What to do: Locate the line that contains "hair bun, one". Copy it and every following line through the end of the records, exactly, and include nothing else.

Working data:

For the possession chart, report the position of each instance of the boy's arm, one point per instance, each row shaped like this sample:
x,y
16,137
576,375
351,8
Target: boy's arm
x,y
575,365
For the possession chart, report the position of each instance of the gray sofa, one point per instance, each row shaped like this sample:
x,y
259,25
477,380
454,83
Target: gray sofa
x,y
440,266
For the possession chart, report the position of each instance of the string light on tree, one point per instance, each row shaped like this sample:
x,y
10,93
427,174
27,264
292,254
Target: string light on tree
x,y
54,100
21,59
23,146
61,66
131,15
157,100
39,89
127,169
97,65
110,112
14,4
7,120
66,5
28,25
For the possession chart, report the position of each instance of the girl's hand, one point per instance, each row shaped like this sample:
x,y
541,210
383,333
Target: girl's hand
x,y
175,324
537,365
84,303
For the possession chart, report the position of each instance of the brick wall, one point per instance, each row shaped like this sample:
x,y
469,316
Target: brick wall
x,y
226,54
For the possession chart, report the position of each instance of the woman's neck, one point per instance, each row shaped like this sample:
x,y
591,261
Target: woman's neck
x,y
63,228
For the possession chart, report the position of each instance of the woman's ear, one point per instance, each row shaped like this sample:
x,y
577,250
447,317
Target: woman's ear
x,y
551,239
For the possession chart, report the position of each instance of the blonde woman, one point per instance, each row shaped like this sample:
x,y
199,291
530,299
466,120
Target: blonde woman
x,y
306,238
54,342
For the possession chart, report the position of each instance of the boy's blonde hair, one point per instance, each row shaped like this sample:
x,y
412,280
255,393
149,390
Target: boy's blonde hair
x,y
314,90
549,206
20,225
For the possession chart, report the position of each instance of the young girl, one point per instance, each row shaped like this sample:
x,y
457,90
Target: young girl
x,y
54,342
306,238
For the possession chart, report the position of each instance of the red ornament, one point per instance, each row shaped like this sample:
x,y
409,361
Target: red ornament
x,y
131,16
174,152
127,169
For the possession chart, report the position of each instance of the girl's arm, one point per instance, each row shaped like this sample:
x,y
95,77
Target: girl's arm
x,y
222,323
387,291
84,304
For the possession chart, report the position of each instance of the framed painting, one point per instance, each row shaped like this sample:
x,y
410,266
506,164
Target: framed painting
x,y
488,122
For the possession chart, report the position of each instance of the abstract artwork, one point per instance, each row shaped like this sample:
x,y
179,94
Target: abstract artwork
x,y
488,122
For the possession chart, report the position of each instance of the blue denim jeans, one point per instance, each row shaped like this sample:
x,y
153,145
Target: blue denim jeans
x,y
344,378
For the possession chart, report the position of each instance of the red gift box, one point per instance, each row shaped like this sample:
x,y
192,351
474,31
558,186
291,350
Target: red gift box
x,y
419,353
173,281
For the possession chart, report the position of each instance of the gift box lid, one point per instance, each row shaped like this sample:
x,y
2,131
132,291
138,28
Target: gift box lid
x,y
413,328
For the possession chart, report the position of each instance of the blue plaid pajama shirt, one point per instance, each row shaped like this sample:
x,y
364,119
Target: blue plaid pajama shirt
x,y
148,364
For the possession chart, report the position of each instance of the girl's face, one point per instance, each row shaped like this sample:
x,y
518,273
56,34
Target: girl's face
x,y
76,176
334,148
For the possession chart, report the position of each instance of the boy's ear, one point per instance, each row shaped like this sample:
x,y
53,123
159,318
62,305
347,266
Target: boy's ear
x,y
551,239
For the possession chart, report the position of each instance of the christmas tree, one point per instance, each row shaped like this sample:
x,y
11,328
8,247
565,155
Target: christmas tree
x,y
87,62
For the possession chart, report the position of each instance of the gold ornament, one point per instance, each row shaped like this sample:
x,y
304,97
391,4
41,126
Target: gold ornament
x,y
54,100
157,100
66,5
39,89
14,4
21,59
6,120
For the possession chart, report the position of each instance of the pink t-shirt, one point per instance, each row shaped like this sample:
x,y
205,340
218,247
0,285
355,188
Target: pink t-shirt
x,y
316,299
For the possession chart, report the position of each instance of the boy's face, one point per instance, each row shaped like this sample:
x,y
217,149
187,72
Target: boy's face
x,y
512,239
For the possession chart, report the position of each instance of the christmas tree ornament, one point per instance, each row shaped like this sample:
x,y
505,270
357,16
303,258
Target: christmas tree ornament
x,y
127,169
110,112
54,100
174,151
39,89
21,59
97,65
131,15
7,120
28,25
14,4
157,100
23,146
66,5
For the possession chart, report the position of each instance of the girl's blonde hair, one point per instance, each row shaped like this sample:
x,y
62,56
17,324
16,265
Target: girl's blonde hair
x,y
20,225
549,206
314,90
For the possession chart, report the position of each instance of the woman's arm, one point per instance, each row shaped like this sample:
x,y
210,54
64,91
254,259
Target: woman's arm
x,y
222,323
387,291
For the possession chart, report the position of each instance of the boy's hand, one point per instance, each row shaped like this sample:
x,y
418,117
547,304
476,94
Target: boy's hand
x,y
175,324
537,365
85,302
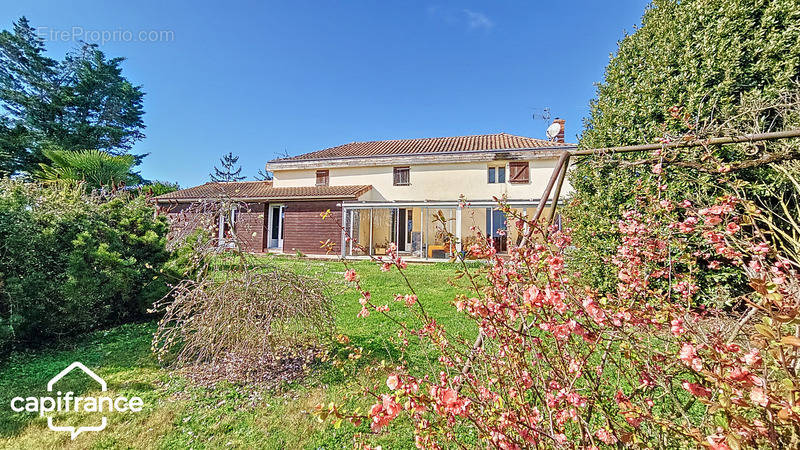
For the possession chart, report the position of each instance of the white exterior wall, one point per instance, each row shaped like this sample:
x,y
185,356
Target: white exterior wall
x,y
429,181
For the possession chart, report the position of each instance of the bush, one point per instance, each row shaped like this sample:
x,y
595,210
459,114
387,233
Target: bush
x,y
234,319
558,364
700,58
72,262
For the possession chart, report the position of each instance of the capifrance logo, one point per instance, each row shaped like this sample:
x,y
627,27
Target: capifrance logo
x,y
68,402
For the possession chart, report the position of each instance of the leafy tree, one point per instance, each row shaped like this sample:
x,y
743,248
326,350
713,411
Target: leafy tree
x,y
81,102
156,188
95,167
74,262
705,57
229,171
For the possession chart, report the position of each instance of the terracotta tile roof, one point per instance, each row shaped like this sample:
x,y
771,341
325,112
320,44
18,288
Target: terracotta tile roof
x,y
262,190
488,142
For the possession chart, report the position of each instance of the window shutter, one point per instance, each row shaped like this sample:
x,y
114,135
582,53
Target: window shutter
x,y
322,178
518,172
401,176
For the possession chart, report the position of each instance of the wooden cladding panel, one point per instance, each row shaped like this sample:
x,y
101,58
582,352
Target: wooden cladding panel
x,y
304,228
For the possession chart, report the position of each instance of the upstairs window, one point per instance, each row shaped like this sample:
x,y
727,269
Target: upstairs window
x,y
401,176
497,174
518,172
322,178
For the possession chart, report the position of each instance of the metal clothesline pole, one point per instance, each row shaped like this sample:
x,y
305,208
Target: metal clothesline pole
x,y
557,177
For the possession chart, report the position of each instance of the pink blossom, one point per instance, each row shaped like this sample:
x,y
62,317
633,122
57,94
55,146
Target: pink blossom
x,y
657,169
759,397
392,381
605,436
676,327
689,357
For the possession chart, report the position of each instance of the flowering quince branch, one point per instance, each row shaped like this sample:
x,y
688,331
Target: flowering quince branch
x,y
557,363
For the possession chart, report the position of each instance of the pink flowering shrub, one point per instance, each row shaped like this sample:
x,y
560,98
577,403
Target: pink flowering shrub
x,y
558,364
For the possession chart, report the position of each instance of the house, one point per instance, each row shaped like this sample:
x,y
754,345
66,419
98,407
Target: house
x,y
384,192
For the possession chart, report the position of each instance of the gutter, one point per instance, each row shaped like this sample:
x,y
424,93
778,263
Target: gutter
x,y
256,199
454,152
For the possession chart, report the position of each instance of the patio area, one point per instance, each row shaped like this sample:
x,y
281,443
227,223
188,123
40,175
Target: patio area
x,y
413,227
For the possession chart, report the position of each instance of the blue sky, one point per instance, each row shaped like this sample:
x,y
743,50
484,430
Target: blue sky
x,y
263,78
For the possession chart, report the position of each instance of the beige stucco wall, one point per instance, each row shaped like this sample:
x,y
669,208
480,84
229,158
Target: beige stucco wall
x,y
430,181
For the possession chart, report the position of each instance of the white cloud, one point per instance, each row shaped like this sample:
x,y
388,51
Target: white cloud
x,y
474,20
478,20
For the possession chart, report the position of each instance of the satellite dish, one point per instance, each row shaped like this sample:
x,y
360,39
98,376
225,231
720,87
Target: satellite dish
x,y
553,130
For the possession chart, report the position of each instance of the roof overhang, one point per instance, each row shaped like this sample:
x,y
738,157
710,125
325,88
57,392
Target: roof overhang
x,y
420,158
258,199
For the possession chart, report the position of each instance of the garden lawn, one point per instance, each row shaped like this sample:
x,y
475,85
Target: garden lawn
x,y
178,415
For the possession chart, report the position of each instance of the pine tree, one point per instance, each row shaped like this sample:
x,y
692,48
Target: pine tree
x,y
82,102
229,171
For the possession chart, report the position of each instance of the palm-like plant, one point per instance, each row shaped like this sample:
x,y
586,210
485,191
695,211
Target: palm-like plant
x,y
95,167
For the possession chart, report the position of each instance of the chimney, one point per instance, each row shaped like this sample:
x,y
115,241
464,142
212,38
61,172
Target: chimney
x,y
560,135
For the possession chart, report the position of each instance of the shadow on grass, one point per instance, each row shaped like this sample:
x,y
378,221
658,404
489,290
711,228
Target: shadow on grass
x,y
113,355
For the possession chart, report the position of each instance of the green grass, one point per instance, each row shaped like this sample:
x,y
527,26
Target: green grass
x,y
179,415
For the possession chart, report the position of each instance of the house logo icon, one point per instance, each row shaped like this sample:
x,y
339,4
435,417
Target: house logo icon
x,y
74,432
59,402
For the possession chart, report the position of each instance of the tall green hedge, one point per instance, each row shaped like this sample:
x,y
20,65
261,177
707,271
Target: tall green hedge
x,y
704,56
72,262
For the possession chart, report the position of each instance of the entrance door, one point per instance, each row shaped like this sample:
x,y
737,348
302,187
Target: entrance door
x,y
496,228
276,214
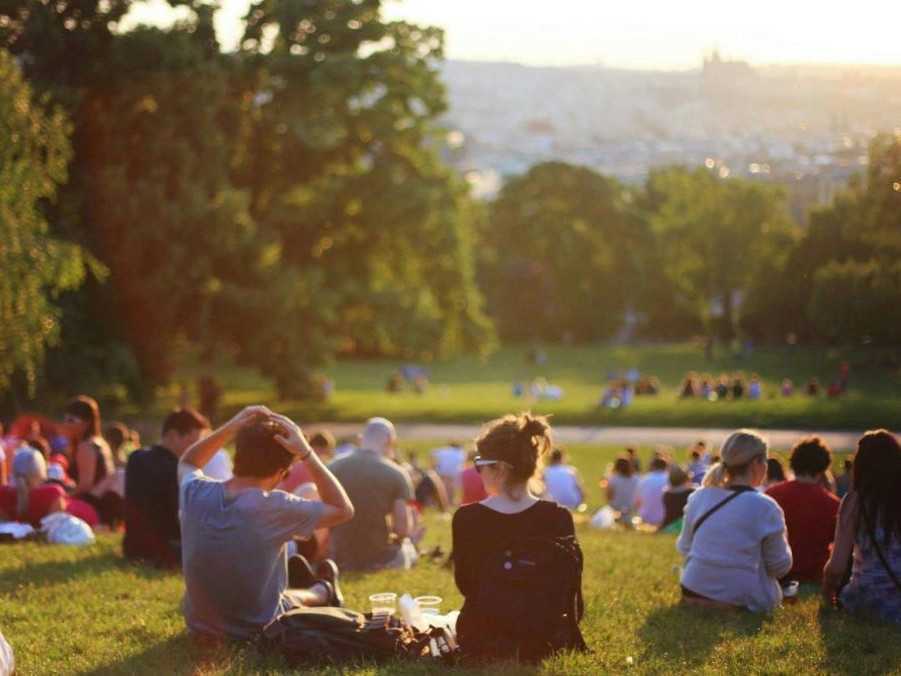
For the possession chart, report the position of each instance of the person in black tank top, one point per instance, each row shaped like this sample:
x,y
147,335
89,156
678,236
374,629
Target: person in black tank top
x,y
93,460
507,460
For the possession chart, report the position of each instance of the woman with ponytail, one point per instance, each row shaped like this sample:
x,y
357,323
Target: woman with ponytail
x,y
733,537
867,551
510,451
29,500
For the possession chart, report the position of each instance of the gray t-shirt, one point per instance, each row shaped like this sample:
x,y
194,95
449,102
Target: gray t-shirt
x,y
373,484
234,557
739,553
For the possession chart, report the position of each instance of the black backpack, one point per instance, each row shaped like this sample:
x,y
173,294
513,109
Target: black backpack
x,y
528,602
338,635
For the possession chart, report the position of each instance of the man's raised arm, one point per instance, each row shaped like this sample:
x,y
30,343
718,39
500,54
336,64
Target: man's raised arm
x,y
337,506
201,451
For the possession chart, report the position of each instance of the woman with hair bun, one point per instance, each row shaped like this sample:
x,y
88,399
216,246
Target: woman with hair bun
x,y
868,534
733,537
509,452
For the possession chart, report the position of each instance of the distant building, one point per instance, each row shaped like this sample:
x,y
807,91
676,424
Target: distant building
x,y
722,77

Output for this task:
For the possession chart, report the position of each instance of the woman with hair bun, one point per instance, each row shaped like this sample:
x,y
88,399
216,246
Target: woman with hair bun
x,y
868,534
733,537
509,452
For the possession chart, report the position of each instance of the distant building, one point per instance, each row shaped like this sample:
x,y
807,91
676,424
Target: distant building
x,y
722,77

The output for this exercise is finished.